WHAT TO DO: Your answer must contain each line of the data, copied exactly.

### DATA EXTRACT

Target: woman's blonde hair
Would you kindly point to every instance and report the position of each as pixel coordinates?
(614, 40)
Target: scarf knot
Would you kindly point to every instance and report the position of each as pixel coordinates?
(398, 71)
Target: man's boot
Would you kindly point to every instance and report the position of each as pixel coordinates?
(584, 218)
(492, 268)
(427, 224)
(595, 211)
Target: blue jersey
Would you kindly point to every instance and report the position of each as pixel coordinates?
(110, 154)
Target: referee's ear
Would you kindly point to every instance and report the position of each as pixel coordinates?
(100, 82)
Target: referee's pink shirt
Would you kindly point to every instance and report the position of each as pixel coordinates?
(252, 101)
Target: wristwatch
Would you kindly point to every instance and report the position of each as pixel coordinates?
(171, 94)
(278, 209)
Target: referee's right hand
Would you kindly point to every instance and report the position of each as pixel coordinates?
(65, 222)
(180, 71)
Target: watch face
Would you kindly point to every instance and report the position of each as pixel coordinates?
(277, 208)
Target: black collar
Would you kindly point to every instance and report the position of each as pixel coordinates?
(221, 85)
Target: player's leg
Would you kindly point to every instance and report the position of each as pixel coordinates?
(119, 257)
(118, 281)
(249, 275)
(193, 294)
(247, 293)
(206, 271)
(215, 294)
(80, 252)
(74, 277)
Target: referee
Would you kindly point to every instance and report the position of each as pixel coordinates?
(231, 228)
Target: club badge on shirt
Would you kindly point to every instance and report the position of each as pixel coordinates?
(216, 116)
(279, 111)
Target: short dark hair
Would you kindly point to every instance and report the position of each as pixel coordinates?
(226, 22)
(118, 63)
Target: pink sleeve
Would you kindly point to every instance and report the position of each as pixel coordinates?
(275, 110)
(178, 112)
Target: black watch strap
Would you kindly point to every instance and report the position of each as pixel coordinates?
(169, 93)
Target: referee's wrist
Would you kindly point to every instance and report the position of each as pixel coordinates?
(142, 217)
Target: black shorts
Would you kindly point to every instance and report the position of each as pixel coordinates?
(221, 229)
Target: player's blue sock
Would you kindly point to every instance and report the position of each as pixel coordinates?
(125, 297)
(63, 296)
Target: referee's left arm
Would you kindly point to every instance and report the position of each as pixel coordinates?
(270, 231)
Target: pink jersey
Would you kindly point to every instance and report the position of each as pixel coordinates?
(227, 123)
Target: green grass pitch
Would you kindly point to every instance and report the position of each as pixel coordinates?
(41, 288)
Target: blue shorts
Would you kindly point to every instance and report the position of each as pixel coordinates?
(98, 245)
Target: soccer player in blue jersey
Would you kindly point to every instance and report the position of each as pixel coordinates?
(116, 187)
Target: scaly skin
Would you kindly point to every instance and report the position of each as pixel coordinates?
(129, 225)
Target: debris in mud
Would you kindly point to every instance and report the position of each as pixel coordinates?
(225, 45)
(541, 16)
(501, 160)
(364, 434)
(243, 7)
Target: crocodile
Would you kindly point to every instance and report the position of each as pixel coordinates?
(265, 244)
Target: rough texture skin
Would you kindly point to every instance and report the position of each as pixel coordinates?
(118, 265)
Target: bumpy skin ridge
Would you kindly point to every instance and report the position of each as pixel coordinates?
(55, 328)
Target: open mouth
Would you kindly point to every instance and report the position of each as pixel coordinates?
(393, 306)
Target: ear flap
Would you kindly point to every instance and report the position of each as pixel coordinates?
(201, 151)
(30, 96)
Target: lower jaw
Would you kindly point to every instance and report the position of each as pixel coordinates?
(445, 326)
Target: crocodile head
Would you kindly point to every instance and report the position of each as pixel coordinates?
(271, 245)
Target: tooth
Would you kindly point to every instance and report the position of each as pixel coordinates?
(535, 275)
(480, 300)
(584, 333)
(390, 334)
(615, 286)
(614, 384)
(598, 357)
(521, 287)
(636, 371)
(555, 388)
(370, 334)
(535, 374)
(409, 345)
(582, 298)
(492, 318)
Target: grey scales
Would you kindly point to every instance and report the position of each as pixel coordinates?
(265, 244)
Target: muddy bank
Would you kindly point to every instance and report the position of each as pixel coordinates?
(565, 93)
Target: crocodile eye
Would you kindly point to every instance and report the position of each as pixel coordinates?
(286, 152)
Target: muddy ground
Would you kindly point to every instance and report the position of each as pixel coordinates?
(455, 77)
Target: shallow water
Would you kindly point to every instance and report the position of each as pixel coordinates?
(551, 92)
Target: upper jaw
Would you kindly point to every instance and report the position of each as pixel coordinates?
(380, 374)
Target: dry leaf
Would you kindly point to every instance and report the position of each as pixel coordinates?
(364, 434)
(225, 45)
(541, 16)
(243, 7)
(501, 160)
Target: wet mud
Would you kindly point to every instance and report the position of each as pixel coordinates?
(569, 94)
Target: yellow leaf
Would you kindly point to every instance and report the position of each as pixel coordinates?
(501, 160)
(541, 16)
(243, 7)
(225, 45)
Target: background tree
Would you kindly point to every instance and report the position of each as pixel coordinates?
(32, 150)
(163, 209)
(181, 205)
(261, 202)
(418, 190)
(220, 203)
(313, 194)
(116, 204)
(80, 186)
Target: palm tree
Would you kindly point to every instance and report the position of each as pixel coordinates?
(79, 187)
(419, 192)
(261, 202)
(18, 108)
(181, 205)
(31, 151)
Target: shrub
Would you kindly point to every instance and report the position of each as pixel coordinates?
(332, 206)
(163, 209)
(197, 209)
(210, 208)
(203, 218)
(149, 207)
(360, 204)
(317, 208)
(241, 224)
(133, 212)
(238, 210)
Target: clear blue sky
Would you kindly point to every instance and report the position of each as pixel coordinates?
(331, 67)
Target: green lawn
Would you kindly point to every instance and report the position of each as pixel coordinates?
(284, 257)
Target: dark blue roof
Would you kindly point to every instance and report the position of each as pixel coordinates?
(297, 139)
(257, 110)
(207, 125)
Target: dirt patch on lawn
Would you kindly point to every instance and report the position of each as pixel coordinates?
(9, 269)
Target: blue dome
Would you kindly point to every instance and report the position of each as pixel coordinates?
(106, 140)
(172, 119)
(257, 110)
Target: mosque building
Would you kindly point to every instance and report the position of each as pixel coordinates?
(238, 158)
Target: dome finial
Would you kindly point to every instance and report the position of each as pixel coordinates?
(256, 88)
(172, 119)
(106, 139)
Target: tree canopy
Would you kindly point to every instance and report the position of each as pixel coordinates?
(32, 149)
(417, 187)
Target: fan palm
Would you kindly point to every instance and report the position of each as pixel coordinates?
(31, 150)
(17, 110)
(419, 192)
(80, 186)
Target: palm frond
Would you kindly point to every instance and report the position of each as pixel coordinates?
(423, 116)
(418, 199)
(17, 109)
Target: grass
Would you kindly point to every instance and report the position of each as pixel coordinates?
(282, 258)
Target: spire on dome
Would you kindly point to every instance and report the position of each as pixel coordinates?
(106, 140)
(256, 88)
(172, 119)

######

ANSWER BOX:
Target: woman's blonde hair
Would you kindly point to every instance and report the position of each as pixel coordinates?
(614, 40)
Target: scarf knot
Would you kindly point to every instance and report the position of each as pixel coordinates?
(398, 71)
Target: man's boot
Would you kindly point to every instance and report the position of each as pixel coordinates?
(584, 218)
(492, 268)
(427, 224)
(595, 211)
Target: blue jersey
Would you kindly point to every instance and report the position of each as pixel coordinates?
(110, 154)
Target: referee's ear
Would you kindly point to every instance and report the position of each as pixel coordinates?
(100, 82)
Target: referee's pink shirt
Would you kindly point to every instance and report the position of each as pixel coordinates?
(252, 101)
Target: wristwatch
Would you kindly point to every instance and report the position of each as pixel coordinates?
(171, 94)
(278, 209)
Target: referee's right hand
Would you kindly point to every instance and report the position of each as pixel coordinates?
(65, 222)
(180, 71)
Target: watch face
Would you kindly point to every instance and report the position of each as pixel coordinates?
(277, 208)
Target: black collar
Would you kindly point to every instance and report the position of each as pixel coordinates?
(221, 85)
Target: player's leg
Would you kindly point to every instance and report the position of each as pixel coordinates?
(119, 257)
(118, 281)
(249, 275)
(193, 294)
(247, 293)
(206, 271)
(215, 294)
(80, 252)
(74, 277)
Target: referee
Would you kindly point to every instance and report the position of each as pixel coordinates?
(231, 228)
Target: club badge on shirt
Would you kindly point to every instance and report the position of each as pixel coordinates?
(216, 116)
(279, 111)
Target: short dark hair
Would you kindly point to every instance and report the position of each as pixel coordinates?
(226, 22)
(118, 63)
Target: pink sleeve
Would you kindly point to every instance and report the position of each as pixel coordinates?
(275, 110)
(178, 112)
Target: black watch strap
Would you kindly point to every instance and report the position of each as pixel coordinates?
(169, 93)
Target: referee's wrist
Would you kindly point to every instance and report the position of each as pixel coordinates?
(142, 217)
Target: black shorts
Would you kindly point to every instance and report the position of each as pixel coordinates?
(221, 229)
Target: player's blue sock
Would you kindly point to every instance and report the position of each as pixel coordinates?
(125, 297)
(63, 296)
Target: referee's left arm
Would you kindly point to every instance and report the position of each as pixel coordinates?
(270, 231)
Target: pink jersey
Would you kindly point to every instance and report the position of each as pixel coordinates?
(227, 123)
Target: green grass pitch
Would you kindly point to every instance and report the position of each as pixel coordinates?
(41, 288)
Target: blue shorts
Would you kindly point to every instance and report the position of each as pixel coordinates?
(98, 245)
Target: soccer player in blue jersey
Would you kindly point to every instance and report the position of each as pixel coordinates?
(116, 187)
Target: scaly skin
Would you kindly point to every instance and report the position of each as pixel coordinates?
(129, 225)
Target: debris in mud
Would you kindly point to every instance and report the position of each as pixel coordinates?
(225, 45)
(541, 16)
(501, 160)
(364, 434)
(243, 7)
Target: crocodile
Would you kindly point to every instance and report the position of each as pixel coordinates?
(265, 244)
Target: rough texture skin
Would you kindly point to every instance and report the position of each as pixel coordinates?
(118, 265)
Target: bumpy skin ridge
Would you kindly point to every instance and report the position of each as pixel coordinates?
(55, 328)
Target: open mouth
Would you kindly point to every instance and report the position of each as pixel coordinates?
(393, 306)
Target: ear flap
Would you kindly point to every instance and report the position of each as pixel coordinates?
(201, 151)
(30, 96)
Target: lower jaw
Would you kindly point to every instance and report the position of each as pixel coordinates?
(445, 326)
Target: crocodile head
Would you kindly point to every instance and report the position of each as pixel coordinates?
(271, 245)
Target: tooth
Would you kindly point to every instance and report the position of each as pixel coordinates?
(535, 275)
(480, 300)
(584, 333)
(390, 334)
(615, 286)
(614, 384)
(598, 357)
(521, 287)
(636, 371)
(555, 388)
(370, 334)
(535, 374)
(409, 345)
(582, 298)
(492, 318)
Target: grey scales
Would you kindly point to every instance and report the position of each as pixel coordinates?
(265, 244)
Target: muddy bank
Would you kindly point to every instance and report the position of each as pixel coordinates?
(565, 93)
Target: crocodile eye
Would you kindly point to every instance and report the position of each as pixel coordinates?
(286, 152)
Target: muddy ground
Would you kindly point to every instance and report the position of each as pixel coordinates?
(455, 77)
Target: shallow water
Would you kindly point to every instance and report the position of each as pixel coordinates?
(551, 92)
Target: upper jaw
Would you kindly point to every instance and report the position of each as pixel coordinates?
(380, 374)
Target: dry leaf
Would you kindly point to every instance and report the position of each as pixel coordinates?
(364, 434)
(225, 45)
(541, 16)
(243, 7)
(501, 160)
Target: wet mud
Would you kindly point to every instance and report the position of each as pixel coordinates?
(569, 94)
Target: yellow leaf
Would you kindly point to every instance and report the position of each as pixel coordinates?
(501, 160)
(541, 16)
(243, 7)
(225, 45)
Target: background tree
Would you kindly point to every instance and report the position of each as pixel coordinates?
(32, 150)
(163, 209)
(181, 205)
(261, 202)
(418, 190)
(220, 203)
(313, 194)
(116, 204)
(80, 186)
Target: palm tree
Would you kindly point to every instance and report the position of each as pixel coordinates?
(79, 187)
(419, 192)
(261, 202)
(18, 108)
(181, 205)
(31, 151)
Target: shrub
Would you kindly point to every instance and report the position of each as pixel coordinates?
(332, 206)
(163, 209)
(197, 209)
(210, 208)
(203, 218)
(149, 207)
(360, 204)
(317, 208)
(241, 224)
(133, 212)
(238, 210)
Target: clear blue sky
Would you kindly point to every instance and report the position of each as pixel coordinates?
(331, 67)
Target: green lawn
Would you kindly point to every instance and report the position of each as pixel coordinates?
(284, 257)
Target: dark blue roof
Would you kindly point to every instance and report the position of each as pixel coordinates?
(297, 139)
(257, 110)
(207, 125)
Target: dirt patch on lawn
Would you kindly point to every instance and report the position of each as pixel coordinates?
(9, 269)
Target: blue dome
Would you kindly point to every instance and report the position of each as pixel coordinates?
(106, 140)
(172, 119)
(257, 110)
Target: mosque building
Would you kindly point to every instance and report the position of each as pixel coordinates?
(238, 158)
Target: dome finial
Would you kindly point to every instance and report the position of each as pixel coordinates?
(256, 88)
(172, 119)
(106, 139)
Target: tree canopy
Would you kindly point to every instance and report the position of each as pixel coordinates?
(32, 149)
(417, 187)
Target: fan palm
Would you kindly point to every instance and report the position of each as pixel coordinates?
(31, 150)
(17, 110)
(419, 192)
(80, 186)
Target: palm frond
Would you kindly point to every instance and report the position of each as pixel coordinates?
(423, 116)
(418, 199)
(17, 109)
Target: grass
Would you kindly point to every instance and report the position of each as pixel coordinates?
(282, 258)
Target: spire on dome
Would you kindly point to every instance and report the position of each as pixel coordinates?
(106, 140)
(256, 88)
(172, 119)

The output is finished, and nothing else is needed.